# Request:
Arrange everything from the start of the lines down through the line containing "396], [634, 434]]" as a two-column CSV with the columns input and output, one row per line and its answer, each value in a single quoted field with line breaks turned into spaces. Leave the pictures out.

# Source material:
# # #

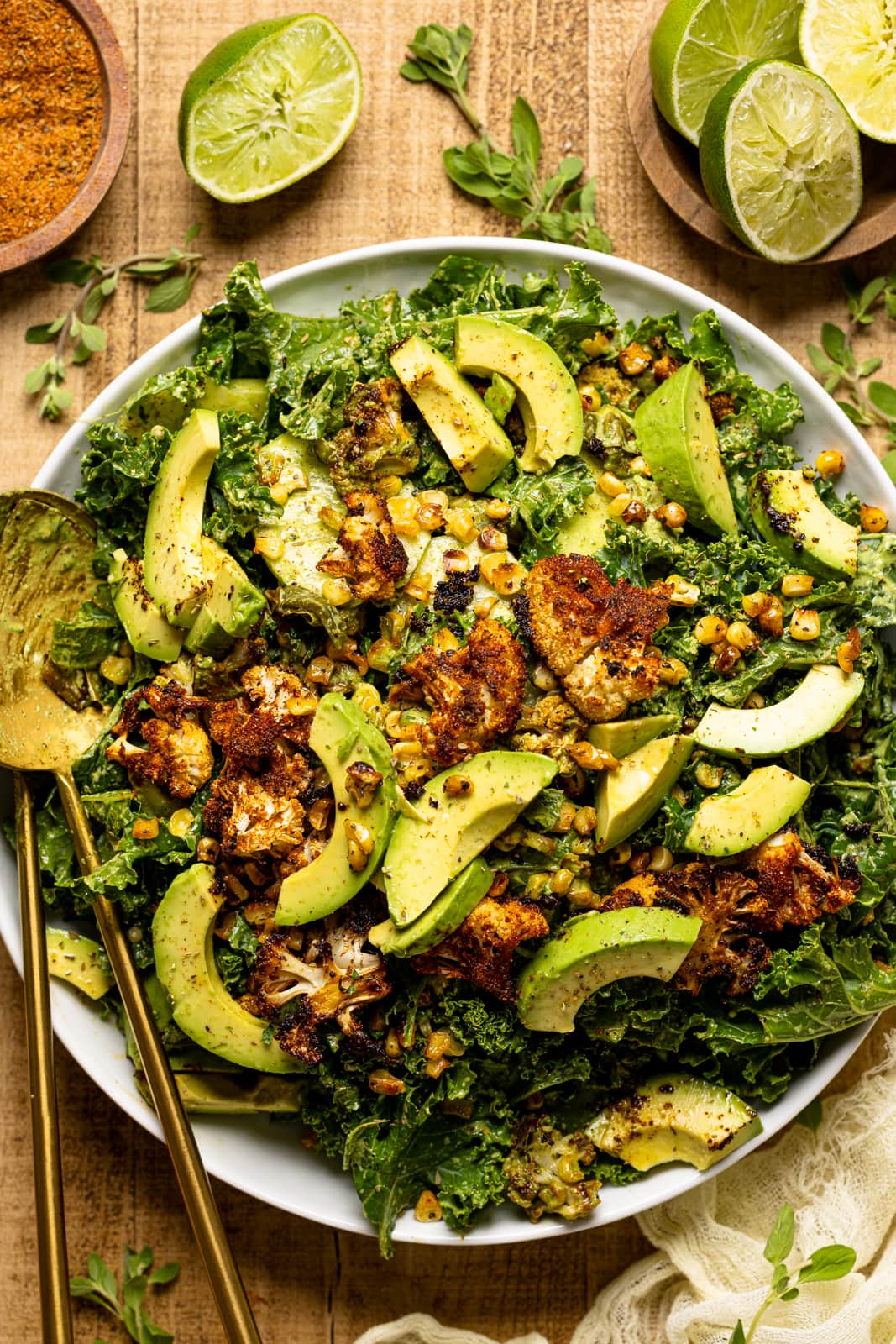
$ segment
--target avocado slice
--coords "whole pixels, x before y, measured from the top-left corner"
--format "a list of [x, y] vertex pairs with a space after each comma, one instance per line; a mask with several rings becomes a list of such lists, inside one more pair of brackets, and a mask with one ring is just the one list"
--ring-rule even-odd
[[654, 481], [686, 509], [689, 523], [713, 536], [737, 531], [707, 387], [693, 360], [645, 396], [634, 434]]
[[185, 648], [191, 653], [222, 657], [234, 640], [243, 640], [258, 622], [267, 598], [223, 546], [210, 536], [203, 538], [201, 546], [211, 590], [187, 634]]
[[[336, 821], [324, 852], [283, 879], [274, 915], [278, 925], [310, 923], [351, 900], [379, 867], [395, 820], [395, 774], [388, 742], [352, 700], [337, 691], [322, 696], [308, 745], [329, 774]], [[372, 766], [383, 777], [367, 806], [360, 806], [347, 786], [347, 771], [353, 765]], [[360, 872], [349, 863], [347, 824], [352, 823], [363, 825], [373, 841]]]
[[133, 650], [157, 663], [173, 663], [184, 642], [184, 632], [165, 620], [146, 591], [144, 562], [129, 559], [122, 550], [113, 551], [109, 587], [111, 605]]
[[668, 796], [693, 750], [693, 738], [654, 738], [623, 757], [617, 770], [598, 781], [596, 848], [611, 849], [647, 821]]
[[731, 793], [704, 798], [685, 836], [685, 849], [723, 859], [762, 844], [799, 812], [811, 785], [779, 765], [751, 770]]
[[[461, 773], [473, 789], [450, 797], [445, 781]], [[416, 802], [422, 820], [398, 818], [383, 860], [392, 922], [403, 929], [422, 915], [556, 773], [557, 762], [535, 751], [480, 751], [430, 780]]]
[[604, 1106], [587, 1133], [600, 1152], [638, 1172], [662, 1163], [690, 1163], [705, 1172], [760, 1134], [762, 1121], [752, 1106], [719, 1083], [664, 1074]]
[[215, 870], [195, 863], [179, 872], [153, 917], [156, 974], [172, 1001], [172, 1016], [191, 1040], [243, 1068], [292, 1074], [297, 1059], [265, 1040], [269, 1023], [247, 1012], [224, 989], [212, 948], [223, 895]]
[[172, 438], [149, 497], [144, 582], [172, 625], [189, 628], [208, 590], [203, 508], [219, 448], [218, 415], [192, 411]]
[[662, 732], [678, 727], [677, 714], [649, 714], [642, 719], [615, 719], [613, 723], [592, 723], [588, 728], [588, 742], [602, 751], [609, 751], [618, 761], [631, 755]]
[[756, 472], [747, 499], [760, 535], [797, 569], [819, 578], [856, 578], [858, 528], [832, 513], [802, 472]]
[[420, 336], [402, 341], [390, 363], [467, 491], [484, 491], [513, 457], [513, 444], [476, 388]]
[[492, 886], [492, 876], [485, 859], [474, 859], [410, 925], [398, 929], [391, 919], [384, 919], [371, 929], [367, 941], [394, 957], [416, 957], [427, 952], [459, 929]]
[[261, 422], [267, 414], [270, 392], [263, 378], [231, 378], [228, 383], [206, 382], [206, 391], [196, 402], [207, 411], [234, 411], [235, 415], [251, 415]]
[[770, 757], [805, 747], [830, 732], [862, 694], [861, 672], [815, 664], [795, 691], [762, 710], [711, 704], [695, 728], [700, 747], [728, 757]]
[[524, 472], [547, 472], [582, 450], [584, 418], [572, 374], [547, 341], [497, 317], [469, 314], [454, 327], [454, 363], [461, 374], [513, 383], [525, 429]]
[[82, 933], [66, 929], [44, 930], [47, 938], [47, 970], [56, 980], [67, 980], [87, 999], [102, 999], [114, 980], [99, 962], [102, 948]]
[[590, 910], [541, 943], [519, 978], [517, 1012], [529, 1031], [572, 1031], [595, 989], [627, 976], [670, 980], [700, 933], [672, 910]]

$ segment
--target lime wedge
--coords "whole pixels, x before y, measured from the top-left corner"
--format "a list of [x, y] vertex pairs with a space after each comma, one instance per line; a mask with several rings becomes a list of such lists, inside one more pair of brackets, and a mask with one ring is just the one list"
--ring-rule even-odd
[[184, 168], [218, 200], [259, 200], [306, 177], [348, 138], [361, 71], [317, 13], [250, 23], [193, 70], [180, 99]]
[[806, 0], [799, 48], [860, 130], [896, 142], [896, 8], [892, 0]]
[[669, 0], [650, 40], [653, 95], [692, 144], [711, 99], [751, 60], [799, 60], [794, 0]]
[[700, 171], [728, 227], [768, 261], [814, 257], [862, 199], [849, 113], [823, 79], [787, 60], [758, 60], [716, 94]]

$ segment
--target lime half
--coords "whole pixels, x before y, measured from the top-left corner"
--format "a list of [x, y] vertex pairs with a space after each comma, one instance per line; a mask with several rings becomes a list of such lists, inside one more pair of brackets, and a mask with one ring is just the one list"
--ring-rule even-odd
[[814, 257], [862, 199], [849, 113], [823, 79], [787, 60], [758, 60], [716, 94], [700, 171], [728, 227], [768, 261]]
[[180, 157], [218, 200], [259, 200], [332, 159], [360, 108], [357, 58], [329, 19], [251, 23], [214, 47], [187, 81]]
[[799, 47], [810, 70], [842, 98], [860, 130], [896, 141], [893, 0], [806, 0]]
[[669, 0], [650, 40], [653, 94], [692, 144], [723, 85], [751, 60], [799, 60], [794, 0]]

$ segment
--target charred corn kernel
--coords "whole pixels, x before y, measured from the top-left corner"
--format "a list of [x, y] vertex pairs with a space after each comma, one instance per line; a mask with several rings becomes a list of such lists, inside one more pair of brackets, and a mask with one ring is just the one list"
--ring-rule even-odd
[[572, 829], [576, 835], [590, 836], [598, 824], [598, 813], [594, 808], [578, 808], [572, 818]]
[[717, 789], [724, 775], [725, 771], [720, 765], [709, 765], [708, 761], [700, 761], [693, 773], [701, 789]]
[[497, 527], [484, 527], [480, 546], [484, 551], [506, 551], [506, 532], [500, 532]]
[[469, 508], [454, 508], [446, 515], [445, 526], [458, 542], [472, 542], [478, 527]]
[[551, 891], [555, 896], [566, 896], [567, 891], [572, 886], [572, 874], [568, 868], [557, 868], [557, 871], [551, 878]]
[[609, 495], [610, 499], [615, 499], [617, 495], [625, 495], [626, 492], [625, 485], [613, 472], [600, 472], [600, 476], [598, 476], [598, 489]]
[[717, 644], [727, 633], [728, 626], [720, 616], [701, 616], [693, 628], [697, 644]]
[[762, 616], [774, 601], [771, 593], [744, 593], [740, 605], [747, 616]]
[[810, 606], [798, 606], [790, 617], [791, 640], [817, 640], [821, 634], [821, 617]]
[[657, 676], [664, 685], [678, 685], [688, 676], [688, 664], [682, 663], [681, 659], [664, 657]]
[[614, 499], [611, 499], [607, 504], [607, 513], [610, 517], [622, 517], [629, 504], [631, 504], [631, 499], [633, 496], [629, 491], [623, 491], [622, 495], [614, 496]]
[[189, 808], [177, 808], [176, 812], [168, 817], [168, 831], [172, 836], [183, 840], [185, 835], [189, 833], [189, 828], [193, 824], [193, 814]]
[[532, 669], [532, 685], [537, 691], [555, 691], [557, 685], [557, 679], [555, 677], [547, 663], [536, 663]]
[[442, 556], [442, 569], [446, 574], [469, 574], [470, 556], [466, 551], [446, 551]]
[[806, 597], [811, 593], [814, 578], [811, 574], [785, 574], [780, 581], [780, 591], [785, 597]]
[[103, 659], [99, 664], [102, 676], [105, 676], [106, 681], [111, 681], [113, 685], [128, 685], [132, 668], [133, 663], [130, 659], [122, 659], [114, 653]]
[[759, 628], [779, 638], [785, 633], [785, 603], [778, 597], [768, 598], [768, 606], [759, 614]]
[[650, 863], [647, 868], [650, 872], [666, 872], [674, 863], [674, 855], [672, 849], [666, 849], [664, 844], [654, 844], [650, 851]]
[[326, 685], [333, 676], [334, 667], [336, 664], [332, 659], [328, 659], [324, 653], [318, 653], [305, 668], [305, 680], [320, 681], [322, 685]]
[[742, 653], [752, 653], [754, 649], [759, 648], [759, 636], [750, 629], [746, 621], [732, 621], [725, 638]]
[[332, 606], [345, 606], [352, 601], [352, 590], [345, 579], [324, 579], [321, 594]]
[[506, 551], [489, 551], [480, 560], [480, 575], [501, 597], [512, 597], [523, 587], [525, 570]]
[[257, 536], [255, 552], [266, 560], [278, 560], [283, 554], [283, 540], [279, 536]]
[[700, 587], [689, 583], [681, 574], [670, 574], [665, 582], [672, 587], [670, 606], [696, 606], [700, 601]]
[[400, 1097], [404, 1091], [402, 1079], [391, 1074], [388, 1068], [375, 1068], [372, 1074], [368, 1074], [367, 1086], [380, 1097]]
[[424, 1189], [418, 1199], [414, 1206], [414, 1218], [418, 1223], [438, 1223], [441, 1220], [442, 1206], [431, 1189]]
[[837, 449], [827, 449], [825, 453], [819, 453], [815, 458], [815, 470], [822, 480], [827, 481], [832, 476], [841, 476], [846, 468], [846, 458]]
[[433, 636], [433, 648], [437, 653], [447, 653], [449, 650], [459, 649], [459, 646], [461, 641], [447, 626], [443, 630], [437, 630]]
[[574, 742], [567, 751], [582, 770], [618, 770], [619, 762], [610, 751], [602, 751], [591, 742]]
[[883, 532], [887, 527], [887, 515], [883, 508], [875, 508], [873, 504], [862, 504], [858, 513], [862, 532]]

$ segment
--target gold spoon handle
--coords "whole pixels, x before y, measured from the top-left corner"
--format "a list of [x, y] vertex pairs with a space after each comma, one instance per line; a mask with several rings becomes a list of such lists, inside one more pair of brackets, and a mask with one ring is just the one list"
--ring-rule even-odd
[[52, 1068], [52, 1023], [47, 978], [47, 941], [34, 801], [24, 775], [15, 774], [16, 851], [26, 988], [26, 1040], [31, 1089], [31, 1144], [40, 1269], [40, 1318], [44, 1344], [71, 1344], [71, 1300], [66, 1219], [62, 1203], [59, 1113]]
[[[69, 770], [56, 770], [55, 778], [81, 871], [93, 872], [99, 866], [99, 855], [81, 796]], [[230, 1344], [261, 1344], [255, 1317], [231, 1254], [193, 1132], [184, 1114], [168, 1056], [146, 1004], [142, 981], [130, 956], [118, 910], [105, 896], [97, 896], [94, 911], [224, 1332]]]

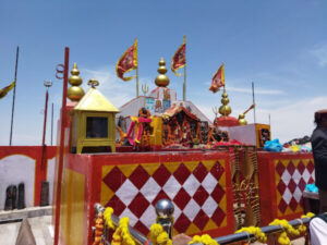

# # #

# Exercise answer:
input,output
"$ segment --target avocado slice --coords ""whole pixels, x before y, measured from the top-left corner"" --format ""a list of [x, y] vertex pairs with a space after each comma, one instance per line; a mask with several rings becomes a list of such lists, inside one more pair of brackets, and a mask with one ring is just the one list"" --ring-rule even-odd","[[654, 481], [686, 509], [689, 523], [713, 536], [737, 531], [707, 387], [693, 360], [645, 396], [634, 434]]"